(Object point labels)
==========
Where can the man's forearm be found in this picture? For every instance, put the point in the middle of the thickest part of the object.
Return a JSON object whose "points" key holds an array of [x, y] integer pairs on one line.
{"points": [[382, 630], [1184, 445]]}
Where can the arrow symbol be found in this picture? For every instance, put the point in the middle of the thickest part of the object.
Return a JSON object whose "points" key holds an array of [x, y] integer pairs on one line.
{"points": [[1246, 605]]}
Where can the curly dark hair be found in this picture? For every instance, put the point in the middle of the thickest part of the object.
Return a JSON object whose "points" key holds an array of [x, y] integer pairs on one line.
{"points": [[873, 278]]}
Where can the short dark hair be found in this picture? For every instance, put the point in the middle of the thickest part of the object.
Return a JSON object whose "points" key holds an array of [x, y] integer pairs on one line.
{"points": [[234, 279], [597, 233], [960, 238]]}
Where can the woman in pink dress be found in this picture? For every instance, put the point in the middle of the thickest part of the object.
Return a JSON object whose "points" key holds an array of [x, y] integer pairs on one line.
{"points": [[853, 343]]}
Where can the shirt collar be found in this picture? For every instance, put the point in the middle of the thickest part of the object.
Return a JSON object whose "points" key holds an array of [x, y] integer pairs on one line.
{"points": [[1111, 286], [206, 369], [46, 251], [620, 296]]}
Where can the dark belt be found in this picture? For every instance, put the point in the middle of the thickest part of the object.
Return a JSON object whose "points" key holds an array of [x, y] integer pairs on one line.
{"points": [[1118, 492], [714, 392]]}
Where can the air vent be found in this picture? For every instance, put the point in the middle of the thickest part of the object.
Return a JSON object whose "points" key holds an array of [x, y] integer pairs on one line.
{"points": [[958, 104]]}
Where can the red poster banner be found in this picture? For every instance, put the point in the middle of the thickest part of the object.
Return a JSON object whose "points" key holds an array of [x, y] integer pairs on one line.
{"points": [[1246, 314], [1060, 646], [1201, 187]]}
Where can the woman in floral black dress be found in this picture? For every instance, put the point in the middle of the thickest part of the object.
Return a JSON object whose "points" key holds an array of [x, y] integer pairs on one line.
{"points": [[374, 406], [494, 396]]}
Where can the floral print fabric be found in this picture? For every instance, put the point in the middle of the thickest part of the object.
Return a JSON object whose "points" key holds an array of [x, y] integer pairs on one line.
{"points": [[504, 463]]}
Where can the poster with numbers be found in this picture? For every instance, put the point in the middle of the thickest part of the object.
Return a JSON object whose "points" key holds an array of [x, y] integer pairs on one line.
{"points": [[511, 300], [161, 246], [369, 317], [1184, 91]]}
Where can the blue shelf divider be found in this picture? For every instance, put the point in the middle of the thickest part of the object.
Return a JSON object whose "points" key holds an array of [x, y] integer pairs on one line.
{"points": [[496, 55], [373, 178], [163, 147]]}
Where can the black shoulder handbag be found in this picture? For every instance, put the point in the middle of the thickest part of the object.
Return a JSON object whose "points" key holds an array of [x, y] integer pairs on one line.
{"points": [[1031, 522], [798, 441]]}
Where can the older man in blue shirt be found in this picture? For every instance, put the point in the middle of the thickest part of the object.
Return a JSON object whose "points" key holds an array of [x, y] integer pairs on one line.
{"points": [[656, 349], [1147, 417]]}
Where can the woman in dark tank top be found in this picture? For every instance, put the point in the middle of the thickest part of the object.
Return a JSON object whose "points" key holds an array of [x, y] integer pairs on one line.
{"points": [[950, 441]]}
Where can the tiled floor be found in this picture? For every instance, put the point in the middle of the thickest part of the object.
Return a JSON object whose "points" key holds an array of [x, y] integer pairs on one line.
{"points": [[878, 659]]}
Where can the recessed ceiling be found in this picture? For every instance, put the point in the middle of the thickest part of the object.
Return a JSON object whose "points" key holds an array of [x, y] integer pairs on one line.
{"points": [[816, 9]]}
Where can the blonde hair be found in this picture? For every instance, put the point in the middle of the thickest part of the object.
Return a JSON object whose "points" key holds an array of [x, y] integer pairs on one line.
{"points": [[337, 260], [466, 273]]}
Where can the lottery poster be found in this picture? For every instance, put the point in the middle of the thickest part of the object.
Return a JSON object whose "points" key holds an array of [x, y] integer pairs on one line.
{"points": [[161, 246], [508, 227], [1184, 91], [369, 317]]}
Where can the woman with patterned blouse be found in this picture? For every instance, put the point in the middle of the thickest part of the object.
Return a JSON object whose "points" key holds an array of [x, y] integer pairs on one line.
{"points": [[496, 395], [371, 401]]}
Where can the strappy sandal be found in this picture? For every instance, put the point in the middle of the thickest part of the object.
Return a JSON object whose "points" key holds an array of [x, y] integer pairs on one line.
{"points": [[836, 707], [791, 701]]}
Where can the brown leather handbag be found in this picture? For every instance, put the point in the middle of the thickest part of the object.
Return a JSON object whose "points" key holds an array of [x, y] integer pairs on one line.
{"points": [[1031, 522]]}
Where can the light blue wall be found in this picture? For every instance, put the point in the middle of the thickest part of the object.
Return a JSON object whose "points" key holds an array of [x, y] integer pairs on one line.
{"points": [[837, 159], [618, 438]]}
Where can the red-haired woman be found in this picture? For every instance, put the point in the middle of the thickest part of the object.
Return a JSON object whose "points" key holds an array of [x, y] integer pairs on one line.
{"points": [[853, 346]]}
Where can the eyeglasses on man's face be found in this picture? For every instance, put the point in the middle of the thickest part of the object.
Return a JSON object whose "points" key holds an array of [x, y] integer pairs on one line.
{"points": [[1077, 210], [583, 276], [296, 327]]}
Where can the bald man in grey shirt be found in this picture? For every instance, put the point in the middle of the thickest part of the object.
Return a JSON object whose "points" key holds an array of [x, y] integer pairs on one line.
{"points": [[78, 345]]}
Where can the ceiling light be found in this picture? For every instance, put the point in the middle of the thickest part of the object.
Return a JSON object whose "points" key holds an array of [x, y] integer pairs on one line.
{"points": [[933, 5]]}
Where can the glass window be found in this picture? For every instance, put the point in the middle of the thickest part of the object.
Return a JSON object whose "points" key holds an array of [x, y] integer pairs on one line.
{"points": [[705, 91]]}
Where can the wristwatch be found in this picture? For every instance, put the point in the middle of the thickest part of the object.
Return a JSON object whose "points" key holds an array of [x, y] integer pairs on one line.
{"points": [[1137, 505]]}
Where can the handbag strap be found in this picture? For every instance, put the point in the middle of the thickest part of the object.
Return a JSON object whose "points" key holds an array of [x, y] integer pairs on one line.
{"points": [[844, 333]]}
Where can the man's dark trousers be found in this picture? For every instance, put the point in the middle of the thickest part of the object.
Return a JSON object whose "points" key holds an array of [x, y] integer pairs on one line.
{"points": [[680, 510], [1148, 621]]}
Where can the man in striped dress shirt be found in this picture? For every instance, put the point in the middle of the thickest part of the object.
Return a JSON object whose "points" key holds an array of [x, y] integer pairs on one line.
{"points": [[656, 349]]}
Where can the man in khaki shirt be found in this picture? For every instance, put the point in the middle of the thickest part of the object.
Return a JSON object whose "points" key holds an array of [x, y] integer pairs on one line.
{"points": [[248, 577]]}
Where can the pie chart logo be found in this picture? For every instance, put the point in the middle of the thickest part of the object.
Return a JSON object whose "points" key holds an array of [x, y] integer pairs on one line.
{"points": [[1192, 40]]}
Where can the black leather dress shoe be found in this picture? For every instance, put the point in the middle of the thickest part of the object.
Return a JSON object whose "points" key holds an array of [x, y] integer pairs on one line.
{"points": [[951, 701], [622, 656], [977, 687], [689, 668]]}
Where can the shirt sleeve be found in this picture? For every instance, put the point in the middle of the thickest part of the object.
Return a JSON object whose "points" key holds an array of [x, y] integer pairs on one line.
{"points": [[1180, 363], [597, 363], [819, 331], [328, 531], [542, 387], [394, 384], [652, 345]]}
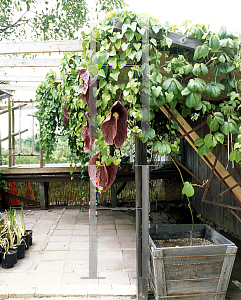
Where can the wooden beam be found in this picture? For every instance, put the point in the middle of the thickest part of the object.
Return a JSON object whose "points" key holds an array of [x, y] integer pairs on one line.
{"points": [[25, 200], [13, 108], [18, 87], [6, 63], [20, 78], [220, 170], [13, 135], [35, 169], [177, 38], [40, 47]]}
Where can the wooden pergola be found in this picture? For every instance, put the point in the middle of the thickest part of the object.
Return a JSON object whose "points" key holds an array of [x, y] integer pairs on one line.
{"points": [[141, 168]]}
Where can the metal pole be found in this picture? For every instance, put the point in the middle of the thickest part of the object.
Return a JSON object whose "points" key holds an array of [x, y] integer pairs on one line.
{"points": [[33, 132], [1, 157], [141, 155], [113, 187], [20, 138], [9, 135], [13, 137], [142, 178]]}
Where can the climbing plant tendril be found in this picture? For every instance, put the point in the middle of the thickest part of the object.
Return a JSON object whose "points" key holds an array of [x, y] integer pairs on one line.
{"points": [[178, 77]]}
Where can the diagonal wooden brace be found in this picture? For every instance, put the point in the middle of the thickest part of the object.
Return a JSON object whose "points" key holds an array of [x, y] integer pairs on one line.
{"points": [[220, 171]]}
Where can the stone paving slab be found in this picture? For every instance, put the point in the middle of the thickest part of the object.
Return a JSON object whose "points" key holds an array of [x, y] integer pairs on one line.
{"points": [[58, 260]]}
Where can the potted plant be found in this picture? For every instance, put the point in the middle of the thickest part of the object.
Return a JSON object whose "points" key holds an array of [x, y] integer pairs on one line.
{"points": [[183, 266], [8, 255], [27, 234], [20, 241], [125, 163], [10, 231]]}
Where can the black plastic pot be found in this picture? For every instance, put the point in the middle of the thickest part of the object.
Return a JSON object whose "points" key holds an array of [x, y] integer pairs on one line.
{"points": [[15, 250], [26, 240], [21, 250], [29, 235], [1, 253], [8, 259]]}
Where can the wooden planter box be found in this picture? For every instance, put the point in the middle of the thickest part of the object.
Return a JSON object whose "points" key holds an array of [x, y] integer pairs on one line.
==========
▶ **STATED PROBLEM**: Begin with the line that contains "Where can the potted" and set down each line exactly until the records above end, including the final line.

▶ **TASK ANSWER**:
Where can the potted plant be found in this picture? For every instance, put the point in the middle of the thickest part of the object.
Return a JSON object whose "points" key holds an array of [x, y] integer pairs on one line.
{"points": [[183, 266], [8, 255], [27, 234], [20, 241], [125, 163], [10, 231]]}
Where can the black plastic pot be found in this picture? For every instance, put the point in the middle of the thickest part of the object.
Return a JSON object whose "points" key holds an array of [x, y] integer pairs on one line.
{"points": [[15, 250], [26, 240], [21, 250], [29, 235], [1, 253], [8, 259]]}
Where can the wooden planter box be found in this picture? For every instance, put the point in the middle of the thickest part of the object.
Return a JSON object whose "points" key holds an array of [x, y] integer pairs on one line.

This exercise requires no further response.